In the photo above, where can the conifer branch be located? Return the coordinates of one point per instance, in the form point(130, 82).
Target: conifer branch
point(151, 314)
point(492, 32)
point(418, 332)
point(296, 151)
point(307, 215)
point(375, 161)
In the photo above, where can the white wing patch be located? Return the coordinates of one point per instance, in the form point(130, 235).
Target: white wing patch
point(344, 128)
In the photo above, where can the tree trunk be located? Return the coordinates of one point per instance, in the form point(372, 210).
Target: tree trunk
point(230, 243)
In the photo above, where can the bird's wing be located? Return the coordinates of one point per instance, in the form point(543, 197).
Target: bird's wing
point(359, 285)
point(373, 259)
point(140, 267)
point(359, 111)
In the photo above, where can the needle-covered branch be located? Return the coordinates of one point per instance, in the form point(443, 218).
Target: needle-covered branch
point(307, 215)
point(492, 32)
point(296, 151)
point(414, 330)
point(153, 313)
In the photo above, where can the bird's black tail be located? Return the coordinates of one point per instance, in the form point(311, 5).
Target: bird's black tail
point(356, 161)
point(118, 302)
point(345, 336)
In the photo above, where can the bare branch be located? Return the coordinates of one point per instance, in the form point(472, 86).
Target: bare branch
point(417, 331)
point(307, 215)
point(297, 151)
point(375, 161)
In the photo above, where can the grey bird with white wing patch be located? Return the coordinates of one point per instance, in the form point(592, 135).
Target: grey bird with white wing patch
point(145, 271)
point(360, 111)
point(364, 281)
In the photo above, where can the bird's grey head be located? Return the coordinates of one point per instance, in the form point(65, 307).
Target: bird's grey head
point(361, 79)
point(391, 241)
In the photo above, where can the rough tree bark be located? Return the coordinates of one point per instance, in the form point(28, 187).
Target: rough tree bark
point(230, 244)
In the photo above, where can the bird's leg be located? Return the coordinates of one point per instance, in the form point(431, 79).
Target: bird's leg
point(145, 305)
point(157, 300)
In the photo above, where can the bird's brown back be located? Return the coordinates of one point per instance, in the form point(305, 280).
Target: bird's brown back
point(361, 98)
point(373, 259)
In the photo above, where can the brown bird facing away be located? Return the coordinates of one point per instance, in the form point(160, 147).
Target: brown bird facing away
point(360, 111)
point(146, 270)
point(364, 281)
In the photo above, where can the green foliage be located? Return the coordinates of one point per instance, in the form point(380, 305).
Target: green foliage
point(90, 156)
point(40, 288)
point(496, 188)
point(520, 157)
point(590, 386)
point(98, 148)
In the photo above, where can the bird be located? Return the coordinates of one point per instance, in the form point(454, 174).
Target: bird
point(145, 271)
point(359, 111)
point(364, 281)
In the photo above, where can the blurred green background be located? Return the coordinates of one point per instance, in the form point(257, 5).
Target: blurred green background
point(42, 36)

● **Try it**
Once you have read the listing, copy it out exactly.

● **Answer section**
In the photo above, where can the conifer branch be located? Return the coordinates of one point per instance, in the form point(130, 82).
Target: conifer branch
point(151, 314)
point(492, 32)
point(418, 332)
point(296, 151)
point(307, 215)
point(375, 161)
In the photo above, where can the white wing patch be located? Return the coordinates of one point per instance, in the form point(130, 235).
Target: white wing patch
point(344, 128)
In the photo above, where can the tree trunk be located? Return the coordinates of one point per instance, in the form point(372, 210).
Target: tree trunk
point(230, 243)
In the photo above, where can the bird's wing be located? Return the coordinates of one point per instance, in the form point(543, 197).
Target: bird's wing
point(359, 285)
point(373, 259)
point(140, 267)
point(359, 111)
In the photo above, where can the needle-covered branch be located? Return the coordinates of one point per instance, in the form point(443, 218).
Target: needle-covered branch
point(307, 215)
point(492, 32)
point(296, 151)
point(414, 330)
point(153, 313)
In the photo above, where can the bird's black tail be located? Return the coordinates of one point per instance, in the form point(311, 5).
Target: bird's black tail
point(356, 161)
point(118, 302)
point(345, 336)
In the photo above, where can the bare branch be located? Return the coordinates of one point per instance, in the form point(472, 86).
Target: bare branch
point(417, 331)
point(307, 215)
point(297, 151)
point(375, 161)
In the photo above, where can the grey bird with white wing patch be located? Return the coordinates of one point per instance, in the form point(592, 135).
Target: grey bird with white wing patch
point(145, 271)
point(360, 111)
point(364, 281)
In the photo above, where can the bird's grey head be located? Return the coordinates of one point per instance, in the form point(65, 307).
Target: bird's grey head
point(361, 79)
point(391, 241)
In the photo above, where can the rough tree bark be located? Return the coordinates of one point per instance, in the form point(28, 187).
Target: rough tree bark
point(230, 244)
In the photo above, where can the bird's leg be located? Return the coordinates of one point per instance, in the form point(431, 79).
Target: bird's leg
point(145, 305)
point(157, 300)
In the photo above, where can the bird's brown back be located? Return the coordinates of one point per instance, in the form point(305, 280).
Target: bird's brown back
point(361, 98)
point(373, 259)
In the photo above, where can the brown bird facing away be located? Return the coordinates of one point per instance, in the form point(160, 147).
Target: brown bird facing away
point(360, 111)
point(146, 270)
point(364, 281)
In the photo above, where can the green foliage be located? Return the coordinates of one point per instance, in the form point(380, 305).
Target: green foliage
point(90, 156)
point(40, 288)
point(496, 188)
point(520, 157)
point(590, 386)
point(98, 148)
In the photo above, where can the bird be located? Return the coordinates of one point per instance, in the form point(454, 174).
Target: bird
point(145, 271)
point(359, 111)
point(364, 281)
In the photo above, where can the blurred green background be located? Return the coordinates of one point per instance, in the form point(257, 5).
Target: blurred green background
point(42, 36)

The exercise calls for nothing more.